(Location identification items)
——

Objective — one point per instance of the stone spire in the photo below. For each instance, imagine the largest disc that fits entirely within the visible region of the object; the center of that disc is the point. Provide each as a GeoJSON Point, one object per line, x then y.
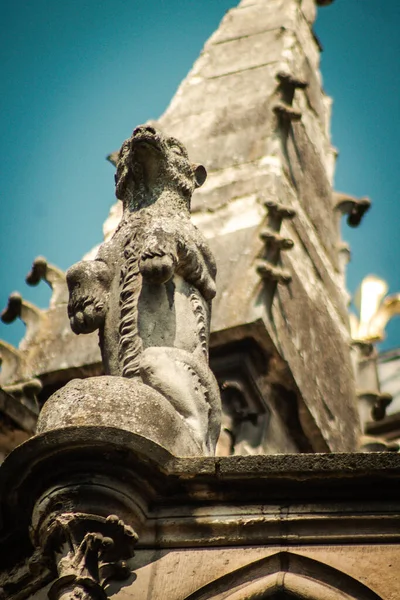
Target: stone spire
{"type": "Point", "coordinates": [252, 109]}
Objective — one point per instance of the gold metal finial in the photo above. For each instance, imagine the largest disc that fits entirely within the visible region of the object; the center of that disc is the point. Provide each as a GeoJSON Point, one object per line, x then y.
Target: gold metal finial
{"type": "Point", "coordinates": [375, 310]}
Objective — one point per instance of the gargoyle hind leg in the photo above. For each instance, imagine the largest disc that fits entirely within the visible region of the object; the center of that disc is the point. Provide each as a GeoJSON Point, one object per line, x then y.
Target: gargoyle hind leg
{"type": "Point", "coordinates": [188, 383]}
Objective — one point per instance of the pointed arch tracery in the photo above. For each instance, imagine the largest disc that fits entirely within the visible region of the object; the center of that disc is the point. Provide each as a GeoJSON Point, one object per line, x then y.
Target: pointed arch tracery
{"type": "Point", "coordinates": [282, 576]}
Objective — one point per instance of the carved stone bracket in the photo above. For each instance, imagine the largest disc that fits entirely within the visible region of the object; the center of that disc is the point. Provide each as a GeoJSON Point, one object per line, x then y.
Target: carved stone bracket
{"type": "Point", "coordinates": [29, 314]}
{"type": "Point", "coordinates": [11, 361]}
{"type": "Point", "coordinates": [26, 392]}
{"type": "Point", "coordinates": [88, 550]}
{"type": "Point", "coordinates": [268, 265]}
{"type": "Point", "coordinates": [354, 208]}
{"type": "Point", "coordinates": [43, 271]}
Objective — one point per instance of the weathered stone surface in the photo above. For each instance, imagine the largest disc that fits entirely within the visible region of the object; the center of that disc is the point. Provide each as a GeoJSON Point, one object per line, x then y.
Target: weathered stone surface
{"type": "Point", "coordinates": [327, 524]}
{"type": "Point", "coordinates": [149, 290]}
{"type": "Point", "coordinates": [119, 402]}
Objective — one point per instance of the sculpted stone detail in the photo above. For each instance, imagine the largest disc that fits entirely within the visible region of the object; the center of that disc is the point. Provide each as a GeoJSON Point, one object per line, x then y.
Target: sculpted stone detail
{"type": "Point", "coordinates": [149, 289]}
{"type": "Point", "coordinates": [89, 560]}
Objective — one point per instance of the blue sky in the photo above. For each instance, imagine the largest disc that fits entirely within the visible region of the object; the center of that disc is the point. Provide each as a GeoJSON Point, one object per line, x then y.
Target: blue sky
{"type": "Point", "coordinates": [78, 75]}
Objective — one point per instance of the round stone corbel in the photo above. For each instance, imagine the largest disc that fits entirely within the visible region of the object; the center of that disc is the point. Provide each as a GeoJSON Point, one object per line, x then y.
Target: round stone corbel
{"type": "Point", "coordinates": [86, 546]}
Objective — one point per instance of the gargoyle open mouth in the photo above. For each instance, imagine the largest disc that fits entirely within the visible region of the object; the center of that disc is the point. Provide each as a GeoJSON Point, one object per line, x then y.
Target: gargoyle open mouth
{"type": "Point", "coordinates": [146, 141]}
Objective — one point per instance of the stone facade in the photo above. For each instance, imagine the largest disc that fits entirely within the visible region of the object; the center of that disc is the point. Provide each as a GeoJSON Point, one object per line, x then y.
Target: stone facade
{"type": "Point", "coordinates": [101, 504]}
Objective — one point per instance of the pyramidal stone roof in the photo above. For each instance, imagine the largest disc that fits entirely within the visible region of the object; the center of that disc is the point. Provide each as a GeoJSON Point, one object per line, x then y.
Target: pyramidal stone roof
{"type": "Point", "coordinates": [253, 111]}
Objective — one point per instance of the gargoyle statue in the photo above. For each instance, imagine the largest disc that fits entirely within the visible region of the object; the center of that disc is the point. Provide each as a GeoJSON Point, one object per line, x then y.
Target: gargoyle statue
{"type": "Point", "coordinates": [149, 289]}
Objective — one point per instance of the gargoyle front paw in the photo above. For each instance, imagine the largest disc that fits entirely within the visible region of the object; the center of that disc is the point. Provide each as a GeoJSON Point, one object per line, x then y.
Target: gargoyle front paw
{"type": "Point", "coordinates": [86, 319]}
{"type": "Point", "coordinates": [157, 269]}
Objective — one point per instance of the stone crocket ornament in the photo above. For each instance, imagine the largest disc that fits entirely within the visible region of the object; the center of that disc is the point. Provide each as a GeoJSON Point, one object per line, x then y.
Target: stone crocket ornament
{"type": "Point", "coordinates": [149, 289]}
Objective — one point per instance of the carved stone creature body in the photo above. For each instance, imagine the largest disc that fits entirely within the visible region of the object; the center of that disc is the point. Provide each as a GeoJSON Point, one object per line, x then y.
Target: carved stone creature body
{"type": "Point", "coordinates": [149, 290]}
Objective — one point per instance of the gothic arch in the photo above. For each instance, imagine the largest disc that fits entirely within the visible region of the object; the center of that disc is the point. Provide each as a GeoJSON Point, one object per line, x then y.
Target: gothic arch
{"type": "Point", "coordinates": [282, 575]}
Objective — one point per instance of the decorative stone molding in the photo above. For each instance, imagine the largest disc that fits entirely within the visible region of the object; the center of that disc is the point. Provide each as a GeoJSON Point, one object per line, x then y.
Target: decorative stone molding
{"type": "Point", "coordinates": [89, 559]}
{"type": "Point", "coordinates": [43, 271]}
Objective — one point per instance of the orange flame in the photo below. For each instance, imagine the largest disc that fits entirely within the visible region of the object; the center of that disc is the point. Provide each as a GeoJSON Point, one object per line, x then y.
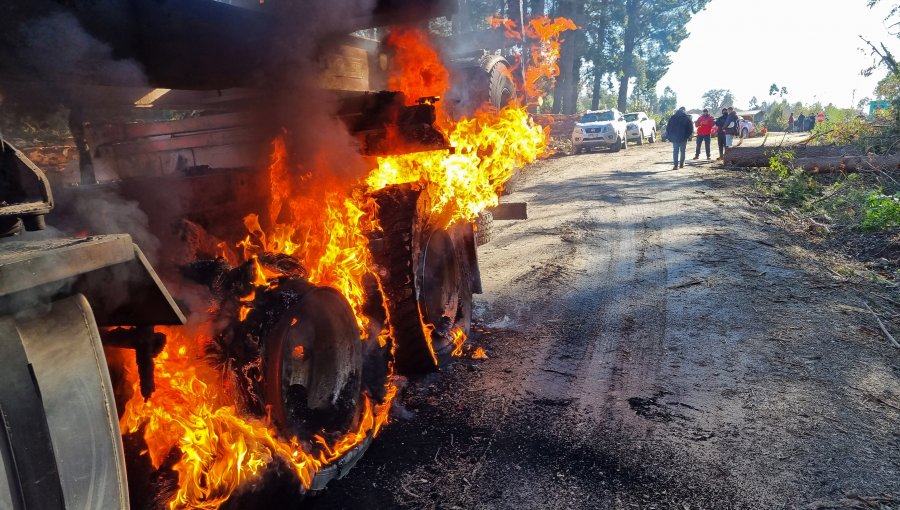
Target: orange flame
{"type": "Point", "coordinates": [323, 223]}
{"type": "Point", "coordinates": [416, 68]}
{"type": "Point", "coordinates": [459, 339]}
{"type": "Point", "coordinates": [544, 36]}
{"type": "Point", "coordinates": [487, 150]}
{"type": "Point", "coordinates": [221, 450]}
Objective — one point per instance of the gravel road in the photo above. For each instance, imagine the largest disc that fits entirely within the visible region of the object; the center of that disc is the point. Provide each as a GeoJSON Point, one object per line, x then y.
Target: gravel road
{"type": "Point", "coordinates": [654, 341]}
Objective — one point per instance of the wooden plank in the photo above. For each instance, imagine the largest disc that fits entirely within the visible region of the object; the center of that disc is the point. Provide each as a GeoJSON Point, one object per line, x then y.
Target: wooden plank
{"type": "Point", "coordinates": [27, 264]}
{"type": "Point", "coordinates": [101, 134]}
{"type": "Point", "coordinates": [510, 211]}
{"type": "Point", "coordinates": [189, 141]}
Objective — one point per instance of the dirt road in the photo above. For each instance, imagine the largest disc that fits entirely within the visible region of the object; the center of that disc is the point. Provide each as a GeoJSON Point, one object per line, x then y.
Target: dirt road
{"type": "Point", "coordinates": [654, 341]}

——

# INSTRUCTION
Lines from the one containing "Objective — one point per instance of the dirt" through the final line are to be given again verbatim, with nothing before or after.

# FINAL ANSWER
Objective — one point per instance of the dirt road in the photo above. For each instance, imagine the largest disc that fits entirely within the visible region of the object; the center of that disc is the point. Provide each as a GeoJSON Point, one object per line, x then y.
Target: dirt road
{"type": "Point", "coordinates": [654, 341]}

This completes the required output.